Actors and talent agents hammer out
script deals over the Kale Colossus entree at SunCafe in Studio City, a
neighborhood of Los Angeles. Vegan celebrities have become such a fixture at
Caf' Gratitude that paparazzi occasionally camp out on the sidewalk.
Elegant spots like n/naka and
Hatfield's have extensive,
ever-changing tasting menus for vegetarians.
But the after-work
crowd can also head out to Golden Road
Brewing, a craft brewery that rises from a sun-baked industrial patch
just off the Ventura and Golden State freeways in the Atwater Village
neighborhood, for vegan
Super Bowl grub (a quinoa burger, a hero with deep-fried avocado slices,
meat-free chili) on a menu that makes room for a hillock of pulled pork.

- [Dataset content]
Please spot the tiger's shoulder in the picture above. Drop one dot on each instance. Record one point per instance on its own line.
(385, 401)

---

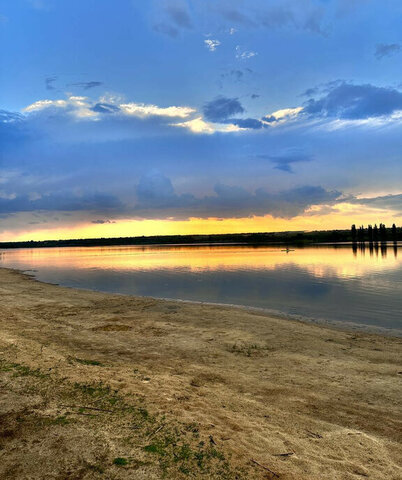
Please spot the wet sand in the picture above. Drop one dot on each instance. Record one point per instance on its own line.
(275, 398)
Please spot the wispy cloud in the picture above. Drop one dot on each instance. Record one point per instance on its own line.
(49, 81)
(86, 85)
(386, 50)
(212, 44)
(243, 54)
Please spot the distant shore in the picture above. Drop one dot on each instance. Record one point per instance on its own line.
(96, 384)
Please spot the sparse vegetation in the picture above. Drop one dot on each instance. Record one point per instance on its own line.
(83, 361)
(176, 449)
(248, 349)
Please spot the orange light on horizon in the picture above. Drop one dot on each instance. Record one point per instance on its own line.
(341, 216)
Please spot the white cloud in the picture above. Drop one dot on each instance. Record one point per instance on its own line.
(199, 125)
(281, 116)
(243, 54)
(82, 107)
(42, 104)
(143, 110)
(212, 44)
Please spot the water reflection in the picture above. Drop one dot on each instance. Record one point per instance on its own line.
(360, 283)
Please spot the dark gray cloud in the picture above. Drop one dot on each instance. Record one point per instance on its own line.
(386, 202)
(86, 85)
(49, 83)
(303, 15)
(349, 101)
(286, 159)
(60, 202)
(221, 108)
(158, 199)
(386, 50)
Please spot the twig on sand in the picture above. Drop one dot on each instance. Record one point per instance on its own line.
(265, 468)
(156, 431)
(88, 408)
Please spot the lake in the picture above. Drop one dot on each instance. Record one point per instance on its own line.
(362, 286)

- [Requirement]
Translate this sentence from the excerpt on vegan dining in Los Angeles into Spanish: "Elegant spots like n/naka and Hatfield's have extensive, ever-changing tasting menus for vegetarians." None of the data is needed for this work.

- [Response to this task]
Lugares elegantes como n/naka y Hatfield's tienen menús de degustación extensos y siempre cambiantes para vegetarianos.